#### Data entries ####

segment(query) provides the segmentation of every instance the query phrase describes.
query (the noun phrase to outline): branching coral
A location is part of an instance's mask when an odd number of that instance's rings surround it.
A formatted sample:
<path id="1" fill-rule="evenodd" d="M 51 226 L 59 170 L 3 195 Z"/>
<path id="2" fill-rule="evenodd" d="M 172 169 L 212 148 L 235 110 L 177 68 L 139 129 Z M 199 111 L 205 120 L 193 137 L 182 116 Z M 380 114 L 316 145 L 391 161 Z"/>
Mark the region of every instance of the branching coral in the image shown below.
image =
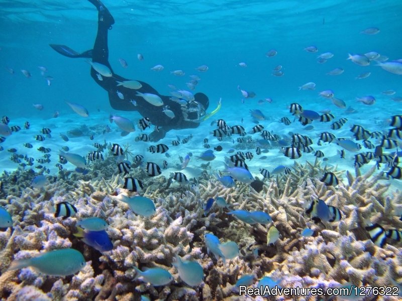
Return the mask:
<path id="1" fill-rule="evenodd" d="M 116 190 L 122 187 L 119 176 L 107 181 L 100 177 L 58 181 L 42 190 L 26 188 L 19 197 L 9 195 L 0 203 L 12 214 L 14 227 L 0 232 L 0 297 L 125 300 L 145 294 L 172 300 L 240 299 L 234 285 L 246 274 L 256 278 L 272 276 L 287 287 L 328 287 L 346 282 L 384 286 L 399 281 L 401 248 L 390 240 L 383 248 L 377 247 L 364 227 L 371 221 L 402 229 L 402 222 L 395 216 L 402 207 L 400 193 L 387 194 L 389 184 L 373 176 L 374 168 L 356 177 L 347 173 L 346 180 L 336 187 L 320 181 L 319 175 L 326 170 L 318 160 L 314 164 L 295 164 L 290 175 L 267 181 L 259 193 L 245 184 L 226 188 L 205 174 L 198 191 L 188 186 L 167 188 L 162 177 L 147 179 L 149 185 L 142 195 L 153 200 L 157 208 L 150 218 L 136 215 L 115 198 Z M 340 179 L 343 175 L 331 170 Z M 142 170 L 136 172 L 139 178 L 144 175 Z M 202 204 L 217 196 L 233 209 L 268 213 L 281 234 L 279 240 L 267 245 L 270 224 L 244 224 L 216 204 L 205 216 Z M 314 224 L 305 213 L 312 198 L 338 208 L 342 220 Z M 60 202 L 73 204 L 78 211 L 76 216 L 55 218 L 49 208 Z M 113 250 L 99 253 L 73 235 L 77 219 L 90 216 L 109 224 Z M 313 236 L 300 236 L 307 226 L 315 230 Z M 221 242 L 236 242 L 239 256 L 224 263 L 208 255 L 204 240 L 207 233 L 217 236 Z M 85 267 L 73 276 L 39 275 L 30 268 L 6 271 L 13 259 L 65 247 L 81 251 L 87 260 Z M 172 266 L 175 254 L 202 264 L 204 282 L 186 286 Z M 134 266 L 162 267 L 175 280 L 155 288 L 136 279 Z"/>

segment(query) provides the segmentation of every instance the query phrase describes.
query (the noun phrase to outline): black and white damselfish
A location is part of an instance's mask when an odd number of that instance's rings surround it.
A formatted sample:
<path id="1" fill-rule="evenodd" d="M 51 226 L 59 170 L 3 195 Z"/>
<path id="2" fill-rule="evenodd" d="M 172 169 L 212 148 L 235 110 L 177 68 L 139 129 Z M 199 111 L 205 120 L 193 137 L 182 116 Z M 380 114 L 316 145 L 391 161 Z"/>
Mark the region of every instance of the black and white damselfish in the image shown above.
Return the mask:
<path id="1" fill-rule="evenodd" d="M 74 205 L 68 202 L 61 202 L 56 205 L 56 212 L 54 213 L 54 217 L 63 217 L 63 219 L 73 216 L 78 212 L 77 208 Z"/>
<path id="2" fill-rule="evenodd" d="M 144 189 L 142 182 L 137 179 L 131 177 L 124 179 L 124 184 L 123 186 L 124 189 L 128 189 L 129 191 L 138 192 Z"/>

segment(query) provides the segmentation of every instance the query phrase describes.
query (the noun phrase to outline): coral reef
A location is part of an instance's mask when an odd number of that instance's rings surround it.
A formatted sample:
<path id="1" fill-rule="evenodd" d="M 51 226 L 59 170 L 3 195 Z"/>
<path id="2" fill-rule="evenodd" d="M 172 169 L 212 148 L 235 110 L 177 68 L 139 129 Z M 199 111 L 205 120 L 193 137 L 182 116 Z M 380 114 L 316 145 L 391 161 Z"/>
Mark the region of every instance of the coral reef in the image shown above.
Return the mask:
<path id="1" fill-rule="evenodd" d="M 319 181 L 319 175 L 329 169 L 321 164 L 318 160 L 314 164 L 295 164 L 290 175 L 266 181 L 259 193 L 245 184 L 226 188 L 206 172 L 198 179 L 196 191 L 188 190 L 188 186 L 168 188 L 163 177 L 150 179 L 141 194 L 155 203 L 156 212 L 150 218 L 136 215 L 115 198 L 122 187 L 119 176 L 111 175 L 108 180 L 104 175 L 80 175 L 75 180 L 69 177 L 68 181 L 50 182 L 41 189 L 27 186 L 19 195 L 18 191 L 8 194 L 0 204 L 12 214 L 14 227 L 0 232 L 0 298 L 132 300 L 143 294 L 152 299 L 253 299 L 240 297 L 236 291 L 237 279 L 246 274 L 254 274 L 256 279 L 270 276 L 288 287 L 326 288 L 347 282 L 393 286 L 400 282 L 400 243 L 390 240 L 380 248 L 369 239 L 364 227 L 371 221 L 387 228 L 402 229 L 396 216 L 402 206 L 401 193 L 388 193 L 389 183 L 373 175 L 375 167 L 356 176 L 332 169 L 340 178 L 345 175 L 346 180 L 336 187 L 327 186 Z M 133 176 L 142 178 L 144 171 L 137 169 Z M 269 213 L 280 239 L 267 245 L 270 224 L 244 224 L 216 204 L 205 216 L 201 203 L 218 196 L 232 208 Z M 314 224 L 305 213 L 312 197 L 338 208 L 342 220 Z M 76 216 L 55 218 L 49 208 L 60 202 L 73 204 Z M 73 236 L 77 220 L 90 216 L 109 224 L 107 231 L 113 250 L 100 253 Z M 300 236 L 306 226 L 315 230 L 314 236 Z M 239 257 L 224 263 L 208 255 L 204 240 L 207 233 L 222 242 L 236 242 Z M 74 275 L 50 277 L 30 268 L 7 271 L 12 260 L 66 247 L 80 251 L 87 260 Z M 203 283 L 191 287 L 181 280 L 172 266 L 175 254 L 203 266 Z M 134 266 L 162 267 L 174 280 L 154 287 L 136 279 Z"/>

####

Copy each line of the records that contains the string "shown". Treat uppercase and lowercase letters as distinct.

Mark the region of every instance of the branching coral in the image shown below.
Mark the region of every instance of the black and white damselfish in the image shown above.
Mark the region of every instance of the coral reef in the image shown above.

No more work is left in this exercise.